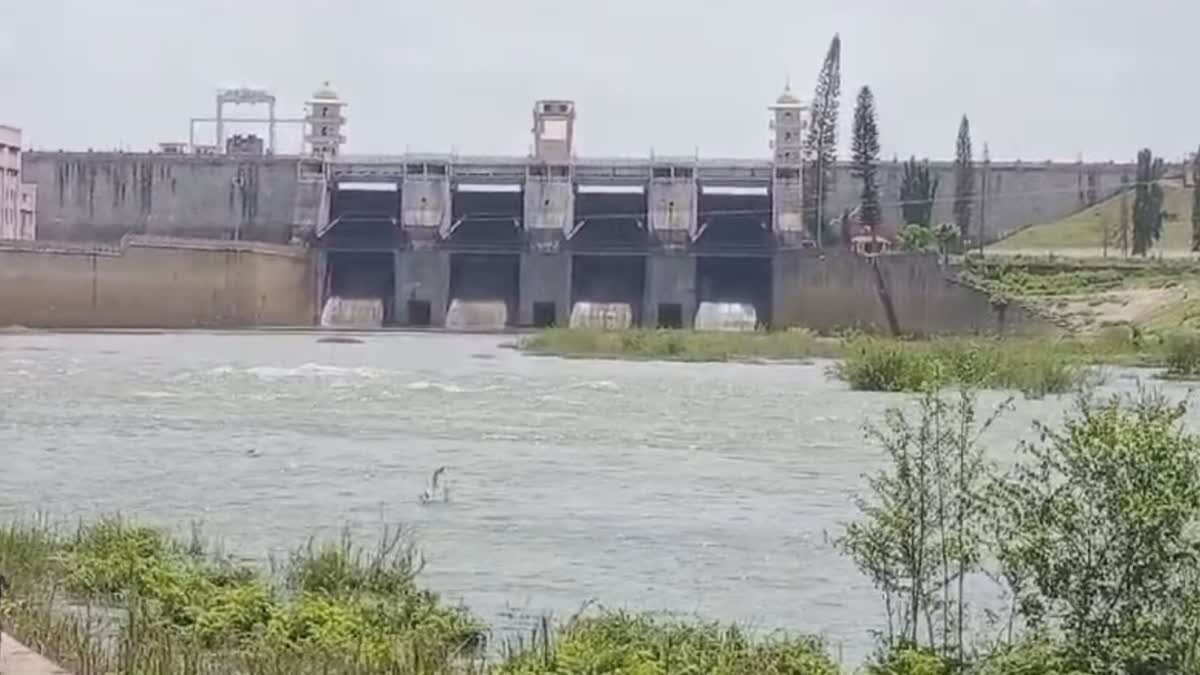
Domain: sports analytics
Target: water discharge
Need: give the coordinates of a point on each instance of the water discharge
(352, 312)
(697, 488)
(735, 317)
(609, 316)
(477, 315)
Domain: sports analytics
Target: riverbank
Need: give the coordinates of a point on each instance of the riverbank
(115, 596)
(18, 659)
(1035, 366)
(118, 596)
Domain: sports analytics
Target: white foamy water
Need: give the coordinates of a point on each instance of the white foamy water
(732, 317)
(352, 312)
(610, 316)
(699, 488)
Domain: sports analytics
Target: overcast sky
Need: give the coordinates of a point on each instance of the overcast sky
(1038, 78)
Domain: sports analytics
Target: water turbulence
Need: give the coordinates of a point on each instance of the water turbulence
(733, 317)
(483, 291)
(352, 312)
(606, 291)
(484, 282)
(609, 316)
(359, 286)
(736, 292)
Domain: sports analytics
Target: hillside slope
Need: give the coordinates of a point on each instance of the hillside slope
(1084, 232)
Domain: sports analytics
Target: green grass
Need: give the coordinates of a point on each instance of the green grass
(678, 345)
(119, 597)
(1036, 368)
(636, 643)
(1086, 228)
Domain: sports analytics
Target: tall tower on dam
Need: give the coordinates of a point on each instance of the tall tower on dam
(789, 125)
(324, 119)
(535, 239)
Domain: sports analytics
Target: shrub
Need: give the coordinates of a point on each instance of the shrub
(615, 643)
(1035, 369)
(1182, 353)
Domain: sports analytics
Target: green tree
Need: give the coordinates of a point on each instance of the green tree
(1195, 201)
(921, 531)
(964, 180)
(867, 159)
(821, 143)
(1147, 202)
(918, 190)
(916, 238)
(1096, 536)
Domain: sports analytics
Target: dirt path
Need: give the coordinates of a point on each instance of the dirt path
(18, 659)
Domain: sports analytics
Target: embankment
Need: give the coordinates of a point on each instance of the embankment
(906, 294)
(155, 282)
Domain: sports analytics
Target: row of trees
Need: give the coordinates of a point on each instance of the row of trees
(918, 189)
(918, 186)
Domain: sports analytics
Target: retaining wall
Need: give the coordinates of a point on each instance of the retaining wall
(156, 282)
(839, 292)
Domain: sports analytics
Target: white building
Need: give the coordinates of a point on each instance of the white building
(18, 201)
(325, 119)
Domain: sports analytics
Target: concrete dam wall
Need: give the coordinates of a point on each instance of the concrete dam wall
(906, 294)
(153, 282)
(105, 196)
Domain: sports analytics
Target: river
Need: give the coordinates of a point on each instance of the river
(697, 488)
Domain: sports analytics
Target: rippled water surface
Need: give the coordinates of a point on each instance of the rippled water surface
(697, 488)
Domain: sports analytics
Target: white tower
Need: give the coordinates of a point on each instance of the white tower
(553, 130)
(325, 120)
(789, 124)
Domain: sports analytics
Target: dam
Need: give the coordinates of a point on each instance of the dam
(545, 239)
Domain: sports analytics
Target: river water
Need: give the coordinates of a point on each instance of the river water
(703, 489)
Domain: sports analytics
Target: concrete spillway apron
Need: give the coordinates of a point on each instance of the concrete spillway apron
(881, 287)
(18, 659)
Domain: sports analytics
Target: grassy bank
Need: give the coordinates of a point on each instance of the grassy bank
(936, 519)
(679, 345)
(119, 597)
(1035, 366)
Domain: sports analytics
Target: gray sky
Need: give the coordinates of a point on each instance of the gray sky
(1039, 78)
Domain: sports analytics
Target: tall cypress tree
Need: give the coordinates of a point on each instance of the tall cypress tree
(964, 179)
(867, 159)
(821, 143)
(1147, 202)
(918, 189)
(1195, 201)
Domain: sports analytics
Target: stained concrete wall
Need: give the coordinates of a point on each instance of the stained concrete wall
(672, 204)
(103, 196)
(151, 282)
(550, 204)
(423, 275)
(839, 292)
(670, 279)
(545, 279)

━━━━━━━━━━━━━━━━━━━━━━━━━━━━━━

■ **Given problem**: Reproduce all of the material exactly, apart from the pictures.

■ **Final result**:
Domain: sports analytics
Target: water discharge
Need: give the coordinates of a point on each instance of the water discharge
(352, 312)
(697, 488)
(735, 317)
(609, 316)
(477, 315)
Domain: sports analytics
Target: riverbank
Need: give the coordinates of a point on each instance of the riverbank
(115, 596)
(18, 659)
(1035, 366)
(118, 596)
Domain: sports analytics
Target: white foamy water
Need: give the coordinates of a point on each instance of the white foamy water
(732, 317)
(352, 312)
(610, 316)
(699, 488)
Domain: sports analytics
Target: overcast sky
Need: give the coordinates of a point on each instance of the overcast sky
(1038, 78)
Domain: sports analytics
Target: water turbulence
Need: give the coordinates of a point on each instance of the water turbulence
(733, 317)
(483, 291)
(352, 312)
(606, 291)
(484, 282)
(609, 316)
(359, 286)
(736, 292)
Domain: sports analytics
Target: hillside slope
Need: give the coordinates of a point on each instance of the hillside slope
(1084, 232)
Domain: sports analytics
Target: green grass
Need: give the coordinates of a point on each instance of the green grass
(678, 345)
(119, 597)
(1036, 368)
(636, 643)
(1086, 228)
Domain: sports analytics
Target: tall tower on dam
Need: give the coordinates of a point on each instance of the tall tower on dam
(789, 125)
(324, 119)
(535, 239)
Domain: sports analytics
Target: shrub
Need: give the coordinates of a point on each instance of the shrub
(615, 643)
(1035, 369)
(1182, 353)
Domain: sports analytics
Target: green tree
Need: give the coordinates of a point on each instance of the green tree
(1195, 201)
(921, 531)
(964, 180)
(867, 159)
(821, 143)
(1147, 202)
(918, 190)
(916, 238)
(1096, 536)
Domain: sports analytics
Target: dirt path
Need: give the coordinates of a point on each instance of the dirt path
(18, 659)
Domain: sports analytics
Target: embankment
Need: give the coordinates of a point on each instance of the embankment
(906, 294)
(155, 282)
Domain: sports analytics
Target: row of trees
Need: give the coordinates of a point on each instance of the row of trees
(918, 189)
(918, 186)
Domain: sports analytics
Target: retaining wall
Need: give the coordinates of a point on each instance of the retaining wall
(156, 282)
(839, 292)
Domain: sports analytics
Target: white building
Need: give the coordinates of a point on each instance of the white building
(18, 201)
(325, 119)
Domain: sports analytics
Target: concrete dam wall
Need: give the coordinates of a point on each instance of the concrete dam wall
(906, 294)
(153, 282)
(105, 196)
Domain: sports analytics
Target: river
Need: give the coordinates of a point on each instance of the river
(697, 488)
Domain: sports analytics
Target: rippled water surface
Need: give the coordinates of a point on each instance of the rippled water surface
(697, 488)
Domain: sports analytics
Target: white tower
Need: give the coordinates of a point on each instance of the white tower
(553, 130)
(325, 120)
(789, 124)
Domain: sports analytics
Target: dam
Need: give the coordinates of a point on each instance of the dam
(545, 239)
Domain: sports analytics
Target: river water
Need: give the coordinates of a point on each instance of the river water
(703, 489)
Domain: sports analytics
Target: concrete spillway apron
Need: give the coordinates of a point on each instance of the concrete spillway apron
(881, 287)
(18, 659)
Domain: sports analytics
Target: grassy bank
Need: give the coordinates of a point on each instance of the grassy bank
(936, 519)
(679, 345)
(119, 597)
(1035, 366)
Domain: sports analytics
Target: gray sky
Need: give the coordinates of a point on each instance of the gray sky
(1039, 78)
Domain: sports analytics
Target: tall cypress tree
Need: give the coordinates of a point on each instance of the tall cypress tree
(964, 179)
(867, 159)
(821, 143)
(1147, 202)
(918, 189)
(1195, 201)
Domain: sports analytics
Target: stained concrete wall
Need: give the coordinates of a point on each instance of the stained concrete wall
(672, 204)
(103, 196)
(151, 282)
(550, 204)
(423, 275)
(839, 292)
(670, 279)
(545, 279)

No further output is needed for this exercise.